> _Problem_:
Word for word, repeat each entry that follows.

=== Input data ===

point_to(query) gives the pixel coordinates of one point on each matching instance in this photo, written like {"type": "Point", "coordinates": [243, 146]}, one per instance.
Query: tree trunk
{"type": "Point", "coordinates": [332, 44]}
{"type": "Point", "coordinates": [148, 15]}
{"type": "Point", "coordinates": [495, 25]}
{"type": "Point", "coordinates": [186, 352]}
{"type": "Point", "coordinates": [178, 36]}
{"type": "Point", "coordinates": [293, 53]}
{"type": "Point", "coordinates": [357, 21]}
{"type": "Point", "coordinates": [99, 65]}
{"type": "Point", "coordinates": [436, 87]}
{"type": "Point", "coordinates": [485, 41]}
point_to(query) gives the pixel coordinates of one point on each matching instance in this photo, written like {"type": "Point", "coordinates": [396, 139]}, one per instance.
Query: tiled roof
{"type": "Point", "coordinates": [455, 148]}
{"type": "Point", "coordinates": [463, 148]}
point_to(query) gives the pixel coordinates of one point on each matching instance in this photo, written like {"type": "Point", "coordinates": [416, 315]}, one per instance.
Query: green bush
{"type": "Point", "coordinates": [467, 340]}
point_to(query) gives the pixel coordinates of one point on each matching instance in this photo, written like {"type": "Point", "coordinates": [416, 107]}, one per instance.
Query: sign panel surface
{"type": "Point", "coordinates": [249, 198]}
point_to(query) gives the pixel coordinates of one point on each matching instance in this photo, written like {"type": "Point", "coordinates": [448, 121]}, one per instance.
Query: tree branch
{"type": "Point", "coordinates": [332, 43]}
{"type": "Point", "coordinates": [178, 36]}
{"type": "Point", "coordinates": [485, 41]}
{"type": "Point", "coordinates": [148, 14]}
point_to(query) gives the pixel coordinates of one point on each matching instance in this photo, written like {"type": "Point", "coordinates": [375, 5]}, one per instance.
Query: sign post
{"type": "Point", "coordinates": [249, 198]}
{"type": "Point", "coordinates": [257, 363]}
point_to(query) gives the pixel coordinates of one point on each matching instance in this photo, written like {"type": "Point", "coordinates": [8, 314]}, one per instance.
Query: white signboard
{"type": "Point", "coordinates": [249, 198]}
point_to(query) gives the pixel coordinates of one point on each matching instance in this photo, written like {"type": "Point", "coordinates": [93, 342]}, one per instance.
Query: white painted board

===

> _Worked solution_:
point_to(query) gives the pixel coordinates of one point on each matching instance in this photo, written like {"type": "Point", "coordinates": [243, 146]}, one per instance.
Query: tree trunk
{"type": "Point", "coordinates": [332, 44]}
{"type": "Point", "coordinates": [148, 15]}
{"type": "Point", "coordinates": [495, 25]}
{"type": "Point", "coordinates": [186, 352]}
{"type": "Point", "coordinates": [178, 36]}
{"type": "Point", "coordinates": [293, 53]}
{"type": "Point", "coordinates": [357, 21]}
{"type": "Point", "coordinates": [99, 65]}
{"type": "Point", "coordinates": [436, 87]}
{"type": "Point", "coordinates": [485, 41]}
point_to(query) gives the pixel coordinates of one point on each matching instance in this photo, written like {"type": "Point", "coordinates": [396, 139]}, one per instance.
Query: tiled roof
{"type": "Point", "coordinates": [455, 148]}
{"type": "Point", "coordinates": [463, 148]}
point_to(query) gives the pixel coordinates of one point on each matching instance in this photo, written like {"type": "Point", "coordinates": [416, 315]}, one per instance.
Query: green bush
{"type": "Point", "coordinates": [467, 340]}
point_to(query) gives the pixel coordinates of one point on each matching instance in this photo, written like {"type": "Point", "coordinates": [416, 107]}, one per instance.
Query: sign panel surface
{"type": "Point", "coordinates": [249, 198]}
point_to(query) gives the pixel coordinates of one point on each matching instance in this photo, written like {"type": "Point", "coordinates": [448, 121]}, one per instance.
Query: tree branch
{"type": "Point", "coordinates": [332, 43]}
{"type": "Point", "coordinates": [178, 36]}
{"type": "Point", "coordinates": [485, 41]}
{"type": "Point", "coordinates": [148, 14]}
point_to(query) gives the pixel coordinates of one point on each matching instance in this photo, written like {"type": "Point", "coordinates": [375, 5]}, one per instance.
Query: sign post
{"type": "Point", "coordinates": [249, 198]}
{"type": "Point", "coordinates": [257, 363]}
point_to(query) gives the pixel coordinates of one point on each matching instance in this photo, written like {"type": "Point", "coordinates": [8, 314]}, one per instance.
Query: white signboard
{"type": "Point", "coordinates": [249, 198]}
point_to(query) gives the pixel coordinates of one point on each matching instance in this photo, written like {"type": "Point", "coordinates": [93, 342]}, one per instance.
Query: white painted board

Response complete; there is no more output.